WHAT IS ASKED
[A] Return the part of the passage on Afghan corruption that opens with the words containing "Afghanistan Threat Finance" and closes with "and Anti-Corruption (HOOAC)".
[B] From the passage on Afghan corruption, list every organization whose full name is followed by an abbreviation in parentheses, giving both.

# START OF PAGE EXTRACT

Afghanistan Threat Finance Cell (ATFC). The ATFC began operations in 2009 to attack illicit financial networks. The ATFC has personnel that can provide financial expertise and intelligence information to other U.S. agencies. The ATFC is one of several agencies seeking to identify and disrupt threat finance networks that support or are associated with terrorism and the Afghan insurgency. DoD and the DEA are two of several agencies working with the ATFC.

High Office for Oversight and Anti-Corruption (HOOAC)

The Afghans have established the High Office of Oversight and Anti-Corruption or HOOAC.  However, in reality, the Afghans that currently run the country do not want to see their the pipeline of money that flows from the donor nations to their Swiss or Dubai bank accounts interrupted.  So this "high office" really is not doing much to fix the corrupt situation in Kabul. 1.

MSI. An "implementing partner" that is being provided money to help the Afghan's fix their corruption problem is Management Systems International or MSI.  The project the MSI is engaged in is to help build a strong institution that will help the HOOAC build their institution and capabilities.  2.

Integrity Watch Afghanistan (IWA), Integrity Watch is an Afghan civil society organization committed to increase transparency, accountability, and integrity in Afghanistan. The mission of Integrity Watch is to put corruption under the spotlight through community monitoring, research, and advocacy. IW mobilizes and trains communities to monitor infrastructure projects, publice services, courts, and extrative industries.

Afghanistan has a poor history of combating corruption.  President Karzai appointed a childhood friend to head the Afghan anti-corruption agency.  In 2007 it was revealed that the official - Izzatullah Wasifif - spent 3 1/2 years in a U.S. prison for selling $2 million worth of drugs in the late 1980s.  3.

The Afghan National Police (ANP) are a big part of the corruption problem.  Most Afghans view the country's police forces as corrupt. A recent annual poll conducted by the United Nations reveals that over half of Afghans see the national police as corrupt.

# END OF PAGE EXTRACT
# START OF INFORMATION GIVEN

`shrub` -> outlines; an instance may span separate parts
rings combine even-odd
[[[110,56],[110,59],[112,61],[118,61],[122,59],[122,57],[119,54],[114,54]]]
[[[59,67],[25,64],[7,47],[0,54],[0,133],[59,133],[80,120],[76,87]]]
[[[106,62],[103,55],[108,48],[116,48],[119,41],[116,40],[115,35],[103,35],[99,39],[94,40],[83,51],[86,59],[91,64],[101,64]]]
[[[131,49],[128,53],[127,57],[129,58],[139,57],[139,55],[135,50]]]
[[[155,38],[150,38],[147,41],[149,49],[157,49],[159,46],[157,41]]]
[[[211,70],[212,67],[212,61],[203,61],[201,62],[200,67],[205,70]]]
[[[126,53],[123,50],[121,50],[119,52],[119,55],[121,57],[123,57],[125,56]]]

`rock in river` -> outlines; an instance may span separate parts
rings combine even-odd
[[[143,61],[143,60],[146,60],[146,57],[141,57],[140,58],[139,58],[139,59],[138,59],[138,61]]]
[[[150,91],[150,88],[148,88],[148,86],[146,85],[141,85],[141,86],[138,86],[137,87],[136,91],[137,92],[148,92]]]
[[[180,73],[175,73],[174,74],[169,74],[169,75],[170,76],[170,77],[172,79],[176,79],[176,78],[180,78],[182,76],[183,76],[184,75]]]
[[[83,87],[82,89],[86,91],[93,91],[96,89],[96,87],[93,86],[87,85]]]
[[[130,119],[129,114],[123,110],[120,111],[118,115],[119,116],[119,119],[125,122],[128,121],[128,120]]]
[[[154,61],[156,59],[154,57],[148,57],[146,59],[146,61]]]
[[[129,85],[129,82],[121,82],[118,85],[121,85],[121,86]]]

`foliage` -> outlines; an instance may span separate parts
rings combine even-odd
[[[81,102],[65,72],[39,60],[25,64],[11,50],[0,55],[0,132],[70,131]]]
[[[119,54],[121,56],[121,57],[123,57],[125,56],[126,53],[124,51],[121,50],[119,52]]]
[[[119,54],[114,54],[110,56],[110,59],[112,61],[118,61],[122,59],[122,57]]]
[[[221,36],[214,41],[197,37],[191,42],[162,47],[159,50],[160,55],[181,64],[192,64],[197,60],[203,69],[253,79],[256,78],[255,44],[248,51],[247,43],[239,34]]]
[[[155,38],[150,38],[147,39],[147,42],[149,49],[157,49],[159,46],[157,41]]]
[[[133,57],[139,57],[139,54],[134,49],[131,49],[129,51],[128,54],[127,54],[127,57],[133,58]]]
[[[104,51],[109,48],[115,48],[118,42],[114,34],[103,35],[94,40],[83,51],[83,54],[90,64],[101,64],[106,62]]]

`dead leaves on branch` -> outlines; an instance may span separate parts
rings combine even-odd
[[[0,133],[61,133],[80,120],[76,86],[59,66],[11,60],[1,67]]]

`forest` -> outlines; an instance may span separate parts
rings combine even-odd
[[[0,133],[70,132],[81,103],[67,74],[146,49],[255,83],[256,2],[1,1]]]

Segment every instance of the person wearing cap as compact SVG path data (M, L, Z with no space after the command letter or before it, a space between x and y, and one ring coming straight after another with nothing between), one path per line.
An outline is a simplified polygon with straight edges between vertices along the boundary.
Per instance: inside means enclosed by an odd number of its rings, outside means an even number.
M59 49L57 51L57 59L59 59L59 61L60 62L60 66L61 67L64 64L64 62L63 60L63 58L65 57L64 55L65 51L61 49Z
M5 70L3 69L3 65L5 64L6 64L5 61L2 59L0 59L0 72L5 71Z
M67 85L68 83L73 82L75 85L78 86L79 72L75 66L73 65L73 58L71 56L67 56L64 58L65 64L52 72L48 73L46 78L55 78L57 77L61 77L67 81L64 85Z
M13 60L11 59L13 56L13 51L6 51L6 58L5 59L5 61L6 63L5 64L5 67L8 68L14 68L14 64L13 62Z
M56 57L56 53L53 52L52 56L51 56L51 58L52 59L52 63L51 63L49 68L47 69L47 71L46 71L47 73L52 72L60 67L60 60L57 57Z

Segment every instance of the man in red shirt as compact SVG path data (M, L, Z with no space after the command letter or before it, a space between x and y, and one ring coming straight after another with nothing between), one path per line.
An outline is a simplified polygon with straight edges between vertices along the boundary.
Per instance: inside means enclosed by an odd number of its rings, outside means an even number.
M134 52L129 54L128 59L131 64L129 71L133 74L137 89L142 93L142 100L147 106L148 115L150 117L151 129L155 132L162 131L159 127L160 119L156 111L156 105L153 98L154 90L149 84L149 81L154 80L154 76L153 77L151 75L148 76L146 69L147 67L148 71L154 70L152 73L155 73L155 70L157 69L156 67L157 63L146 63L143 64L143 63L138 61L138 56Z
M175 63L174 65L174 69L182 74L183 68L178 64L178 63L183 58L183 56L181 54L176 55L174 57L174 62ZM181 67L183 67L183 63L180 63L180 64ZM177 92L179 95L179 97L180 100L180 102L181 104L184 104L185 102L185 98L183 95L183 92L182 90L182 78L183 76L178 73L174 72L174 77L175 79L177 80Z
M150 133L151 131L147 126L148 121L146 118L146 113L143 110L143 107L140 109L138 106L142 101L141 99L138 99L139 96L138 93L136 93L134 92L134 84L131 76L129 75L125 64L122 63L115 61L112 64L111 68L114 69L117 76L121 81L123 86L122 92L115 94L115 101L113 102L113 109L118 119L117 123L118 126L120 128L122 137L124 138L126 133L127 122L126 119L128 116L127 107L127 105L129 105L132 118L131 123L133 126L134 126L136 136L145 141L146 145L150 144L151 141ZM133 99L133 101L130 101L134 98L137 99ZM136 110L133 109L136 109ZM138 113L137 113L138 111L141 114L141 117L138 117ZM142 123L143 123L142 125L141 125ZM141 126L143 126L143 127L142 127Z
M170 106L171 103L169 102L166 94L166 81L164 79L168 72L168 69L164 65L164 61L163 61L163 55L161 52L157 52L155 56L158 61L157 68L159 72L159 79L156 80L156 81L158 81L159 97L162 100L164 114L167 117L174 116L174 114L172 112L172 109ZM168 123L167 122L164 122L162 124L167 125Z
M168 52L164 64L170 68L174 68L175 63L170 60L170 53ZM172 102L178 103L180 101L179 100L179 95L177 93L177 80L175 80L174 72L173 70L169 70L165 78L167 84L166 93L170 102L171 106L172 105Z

# END OF INFORMATION GIVEN

SOLUTIONS
[A]
Afghanistan Threat Finance Cell (ATFC). The ATFC began operations in 2009 to attack illicit financial networks. The ATFC has personnel that can provide financial expertise and intelligence information to other U.S. agencies. The ATFC is one of several agencies seeking to identify and disrupt threat finance networks that support or are associated with terrorism and the Afghan insurgency. DoD and the DEA are two of several agencies working with the ATFC.

High Office for Oversight and Anti-Corruption (HOOAC)

[B]
- Afghanistan Threat Finance Cell (ATFC)
- High Office for Oversight and Anti-Corruption (HOOAC)
- Integrity Watch Afghanistan (IWA)
- Afghan National Police (ANP)